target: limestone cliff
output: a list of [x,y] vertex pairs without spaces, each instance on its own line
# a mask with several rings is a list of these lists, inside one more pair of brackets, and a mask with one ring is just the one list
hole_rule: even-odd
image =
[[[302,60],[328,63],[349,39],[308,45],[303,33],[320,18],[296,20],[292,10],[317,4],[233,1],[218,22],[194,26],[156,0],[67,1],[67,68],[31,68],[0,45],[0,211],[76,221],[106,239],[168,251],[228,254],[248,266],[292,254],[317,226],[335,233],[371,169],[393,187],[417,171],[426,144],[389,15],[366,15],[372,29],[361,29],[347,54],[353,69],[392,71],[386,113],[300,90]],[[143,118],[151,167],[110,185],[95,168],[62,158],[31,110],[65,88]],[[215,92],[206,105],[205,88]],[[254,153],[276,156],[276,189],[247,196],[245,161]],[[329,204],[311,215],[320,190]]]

....

§ Your assignment:
Copy out each line of the data above, exactly, if it lies between the line holding "# a mask with" and the line holding "hole_rule: even-odd", inclusive; copy no other line.

§ Task result:
# a mask with several rings is a list of these lists, inside one more pair of brackets, and a mask with one ring is just the one list
hole_rule: even-odd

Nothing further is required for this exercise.